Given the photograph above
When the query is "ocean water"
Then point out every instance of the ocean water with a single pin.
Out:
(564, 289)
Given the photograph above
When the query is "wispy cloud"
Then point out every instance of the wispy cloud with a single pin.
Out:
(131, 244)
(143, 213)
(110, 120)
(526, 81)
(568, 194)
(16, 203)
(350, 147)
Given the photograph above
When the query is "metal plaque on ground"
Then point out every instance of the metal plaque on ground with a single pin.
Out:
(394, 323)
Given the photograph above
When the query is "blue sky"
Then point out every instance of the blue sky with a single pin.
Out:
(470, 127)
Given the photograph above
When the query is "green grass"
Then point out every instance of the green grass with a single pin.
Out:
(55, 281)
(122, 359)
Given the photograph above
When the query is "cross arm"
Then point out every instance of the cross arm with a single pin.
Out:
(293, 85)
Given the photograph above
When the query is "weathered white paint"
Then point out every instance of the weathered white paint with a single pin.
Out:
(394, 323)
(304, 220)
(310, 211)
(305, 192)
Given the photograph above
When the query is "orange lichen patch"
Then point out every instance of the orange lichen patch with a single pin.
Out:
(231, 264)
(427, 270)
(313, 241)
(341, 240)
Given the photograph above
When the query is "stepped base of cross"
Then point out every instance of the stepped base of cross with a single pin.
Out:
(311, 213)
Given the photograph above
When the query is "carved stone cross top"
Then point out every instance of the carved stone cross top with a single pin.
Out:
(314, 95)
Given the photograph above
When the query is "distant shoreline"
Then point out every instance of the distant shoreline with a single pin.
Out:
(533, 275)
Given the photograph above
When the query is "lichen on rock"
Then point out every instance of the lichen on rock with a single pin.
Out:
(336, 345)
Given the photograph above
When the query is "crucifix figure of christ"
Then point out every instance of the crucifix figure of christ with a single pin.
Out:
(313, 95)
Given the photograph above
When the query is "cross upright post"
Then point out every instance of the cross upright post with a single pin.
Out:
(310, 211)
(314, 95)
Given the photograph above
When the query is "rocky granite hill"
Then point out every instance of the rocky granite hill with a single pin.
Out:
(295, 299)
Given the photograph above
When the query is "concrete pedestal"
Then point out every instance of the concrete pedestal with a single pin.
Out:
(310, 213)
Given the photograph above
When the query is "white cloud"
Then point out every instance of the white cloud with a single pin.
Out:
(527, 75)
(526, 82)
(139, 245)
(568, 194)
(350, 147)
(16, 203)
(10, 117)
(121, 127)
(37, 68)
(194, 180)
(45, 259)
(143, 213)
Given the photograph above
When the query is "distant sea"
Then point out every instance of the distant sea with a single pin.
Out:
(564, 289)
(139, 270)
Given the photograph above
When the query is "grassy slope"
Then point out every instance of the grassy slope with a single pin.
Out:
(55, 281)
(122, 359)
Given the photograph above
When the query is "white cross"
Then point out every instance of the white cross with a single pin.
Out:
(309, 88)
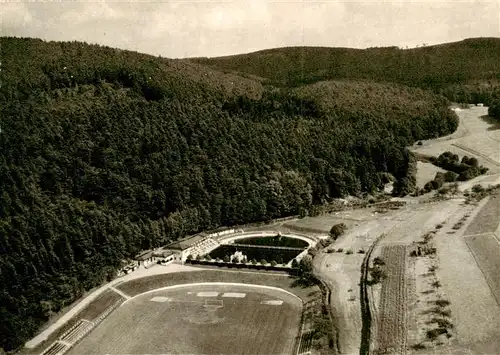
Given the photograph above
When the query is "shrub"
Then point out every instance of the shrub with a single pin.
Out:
(450, 176)
(337, 230)
(434, 333)
(442, 303)
(477, 188)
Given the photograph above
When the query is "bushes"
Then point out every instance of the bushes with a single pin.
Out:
(337, 230)
(468, 168)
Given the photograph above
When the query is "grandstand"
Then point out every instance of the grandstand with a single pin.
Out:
(81, 328)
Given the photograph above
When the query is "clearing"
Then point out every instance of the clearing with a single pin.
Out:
(199, 320)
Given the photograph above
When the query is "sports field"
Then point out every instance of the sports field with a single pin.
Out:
(207, 319)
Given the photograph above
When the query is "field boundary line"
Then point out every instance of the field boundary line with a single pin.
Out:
(486, 277)
(121, 293)
(173, 287)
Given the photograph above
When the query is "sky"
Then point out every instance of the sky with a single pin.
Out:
(209, 28)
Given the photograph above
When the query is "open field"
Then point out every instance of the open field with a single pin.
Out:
(393, 325)
(477, 135)
(250, 321)
(486, 251)
(474, 310)
(488, 218)
(280, 280)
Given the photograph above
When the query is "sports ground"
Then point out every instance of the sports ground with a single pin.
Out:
(202, 319)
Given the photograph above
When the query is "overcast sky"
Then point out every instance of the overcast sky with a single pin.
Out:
(182, 28)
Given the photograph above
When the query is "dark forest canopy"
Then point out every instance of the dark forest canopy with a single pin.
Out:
(106, 152)
(465, 71)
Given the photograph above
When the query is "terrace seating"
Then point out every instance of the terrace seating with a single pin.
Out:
(75, 333)
(56, 348)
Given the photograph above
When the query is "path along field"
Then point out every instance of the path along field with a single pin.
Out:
(393, 325)
(237, 320)
(488, 218)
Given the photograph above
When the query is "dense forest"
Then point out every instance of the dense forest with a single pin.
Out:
(105, 152)
(465, 71)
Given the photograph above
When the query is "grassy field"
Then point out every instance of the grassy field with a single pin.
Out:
(183, 325)
(477, 135)
(475, 312)
(393, 327)
(283, 281)
(486, 251)
(91, 311)
(487, 220)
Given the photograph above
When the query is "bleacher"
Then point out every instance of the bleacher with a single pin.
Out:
(56, 348)
(204, 247)
(78, 331)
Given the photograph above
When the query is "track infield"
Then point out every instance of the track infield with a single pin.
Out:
(204, 319)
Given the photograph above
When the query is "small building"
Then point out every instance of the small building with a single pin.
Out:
(163, 256)
(195, 245)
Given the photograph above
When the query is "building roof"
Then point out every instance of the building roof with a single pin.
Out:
(163, 253)
(146, 254)
(186, 243)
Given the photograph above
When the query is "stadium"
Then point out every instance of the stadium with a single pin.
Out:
(198, 311)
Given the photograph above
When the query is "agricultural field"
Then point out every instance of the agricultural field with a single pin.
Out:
(199, 320)
(486, 251)
(392, 317)
(487, 220)
(477, 135)
(475, 313)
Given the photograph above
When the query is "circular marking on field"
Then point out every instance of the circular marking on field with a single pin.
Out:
(203, 315)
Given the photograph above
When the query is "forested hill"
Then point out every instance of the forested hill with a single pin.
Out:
(468, 70)
(105, 152)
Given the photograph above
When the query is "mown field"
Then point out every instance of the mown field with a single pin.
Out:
(487, 220)
(393, 327)
(486, 251)
(184, 326)
(284, 281)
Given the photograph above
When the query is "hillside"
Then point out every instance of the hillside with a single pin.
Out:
(105, 152)
(468, 70)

To do: Pictures are excluded; copy every other part of the records exactly.

Written solution:
Given the photograph above
When the query is "ocean water"
Then point out every instance of the ocean water with a single pin.
Out:
(564, 289)
Given the photograph above
When the query is "wispy cloud"
Then point out every instance of the wispy cloud with a single pin.
Out:
(131, 244)
(143, 213)
(110, 120)
(526, 81)
(568, 194)
(16, 203)
(350, 147)
Given the photograph above
When the query is "metal plaque on ground"
Then point out every instance of the metal plaque on ground with a single pin.
Out:
(394, 323)
Given the photograph above
When the query is "blue sky"
Then point out every instance of the blue sky with a single pin.
Out:
(470, 127)
Given the photograph above
When the query is "green grass"
Then point out every instance of the green grass with a single pin.
Out:
(55, 281)
(122, 359)
Given the photograph above
When the query is "cross arm"
Then point out every instance of the cross arm with a single pin.
Out:
(293, 85)
Given the photograph above
When the query is "weathered white paint"
Then point out every instance of the weathered white paint with a single pin.
Out:
(394, 323)
(304, 220)
(310, 211)
(305, 192)
Given the photograph above
When the query is "orange lichen patch"
Then point out every instance of the orange lichen patch with a single pin.
Out:
(231, 264)
(427, 270)
(313, 241)
(341, 240)
Given the photograph above
When the query is "stepped base of cross"
Then point out every instance of the stepped base of cross with a single pin.
Out:
(311, 213)
Given the photograph above
When the query is "carved stone cross top"
Then point out every instance of the carved stone cross top with a single pin.
Out:
(314, 95)
Given the photograph above
When the query is "distant shoreline"
Then point out every instance of the distant shoreline with a single pin.
Out:
(533, 275)
Given the photograph above
When the query is "lichen on rock"
Then point out every instance of the lichen on rock with a single pin.
Out:
(336, 345)
Given the photograph above
When the query is "crucifix figure of christ"
Then point out every instance of the crucifix figure of christ with a single pin.
Out:
(313, 95)
Given the photograph above
When the query is "cross upright post"
Then point out every instance of the cross upright post with a single pin.
Out:
(310, 211)
(314, 95)
Given the photograph above
When the query is "rocky granite hill"
Then point out every instance of the rocky granite hill with a single pin.
Out:
(295, 299)
Given the photograph above
When the query is "concrete pedestal"
Then point out every instance of the concrete pedestal with a single pin.
Out:
(310, 213)
Given the photograph above
When the query is "white cloud"
Then point out every instance of the white cloud with a single pin.
Out:
(527, 75)
(526, 82)
(139, 245)
(568, 194)
(350, 147)
(16, 203)
(10, 117)
(121, 127)
(37, 68)
(194, 180)
(45, 259)
(143, 213)
Given the photograph above
When the query is "distant sea"
Then point out every instance of the distant sea with a single pin.
Out:
(564, 289)
(139, 270)
Given the photograph above
When the query is "grassy slope"
Then point out every instance of the grassy slope with a single pin.
Out:
(55, 281)
(122, 359)
Given the photograph above
When the query is "white cross"
Then point out every instance of the white cross with a single pin.
Out:
(309, 88)
Given the photograph above
When the query is "shrub"
Then point out every instance of the shrub with a single pin.
Out:
(450, 176)
(337, 230)
(434, 333)
(442, 303)
(477, 188)
Given the photograph above
When the query is "bushes"
Then point out every instance of the bushes with a single pin.
Out:
(337, 230)
(468, 168)
Given the photograph above
When the query is "grandstand"
Then point out every instance of the grandstand with a single pin.
Out:
(81, 328)
Given the photograph above
When the query is "clearing"
Then point out every instance of the clearing with a single pin.
Out:
(199, 320)
Given the photograph above
When the query is "sports field"
Then point out every instance of the sports field with a single pin.
Out:
(207, 319)
Given the photograph above
When the query is "field boundary line"
Then point out every instance of the field boundary line with a single pin.
Out:
(486, 277)
(121, 293)
(173, 287)
Given the photograph above
When the query is "sky"
Then point out every instance of the sky with a single pin.
Out:
(209, 28)
Given the photograph above
When the query is "open field"
Then point out every instance of the open field with a single pin.
Out:
(393, 325)
(477, 135)
(250, 321)
(486, 251)
(474, 310)
(488, 218)
(280, 280)
Given the photograph above
When the query is "sports ground"
Then point out every instance of the sports ground with a single pin.
Out:
(202, 319)
Given the photograph above
When the query is "overcast sky"
Then point out every instance of the overcast sky with a single pin.
Out:
(182, 28)
Given the photograph above
When the query is "dark forest canopy"
Then point out every instance of the dark forest canopy with a single pin.
Out:
(106, 152)
(465, 71)
Given the photograph above
When the query is "terrace seating"
Then point out every instance of the terrace seating with a single pin.
Out:
(75, 333)
(56, 348)
Given the photograph above
When the query is "path along field"
Then point out every instance of the path along field with a single pin.
Out:
(393, 325)
(237, 320)
(488, 218)
Given the photograph above
When the query is "dense forest"
Then point out every instance of the dense forest with a single pin.
Out:
(105, 152)
(465, 71)
Given the photograph above
When the query is "grassy field"
Then point out every instance of the grassy field with a single pin.
Out:
(183, 325)
(477, 135)
(475, 312)
(393, 327)
(283, 281)
(486, 251)
(91, 311)
(487, 220)
Given the photograph above
When the query is "bleacher"
Then point out every instance of the bleacher with a single pin.
Out:
(56, 348)
(204, 247)
(78, 331)
Given the photograph above
When the query is "track infield"
Then point out every instance of the track infield with a single pin.
Out:
(204, 319)
Given the photograph above
When the query is "small building"
Then point out every instance of the small building with a single pin.
Out:
(163, 256)
(195, 245)
Given the photograph above
When the query is "building roof"
Then point out every instance of the building roof with a single pin.
Out:
(163, 253)
(146, 254)
(186, 243)
Given the photograph above
When the query is "stadium"
Then point out every instance of the stadium with a single pin.
Out:
(198, 311)
Given the photograph above
When the query is "agricultural field"
Then point out every instance of the agricultural field with a single pin.
Out:
(199, 320)
(486, 251)
(392, 317)
(487, 220)
(477, 135)
(475, 313)
Given the photograph above
When the query is "circular marking on field"
Then point out every instance of the circular marking on field with a single pin.
Out:
(203, 315)
Given the photograph above
When the query is "forested hill"
Then point out every instance of the forested hill with a single pin.
Out:
(468, 70)
(105, 152)
Given the photograph above
When the query is "mown field"
Then point out every instance of the mown field with a single pin.
Out:
(487, 220)
(393, 327)
(486, 251)
(184, 326)
(284, 281)
Given the photograph above
When the query is "hillside"
Then point out every instance of the hillside with a single pin.
Out:
(105, 152)
(468, 70)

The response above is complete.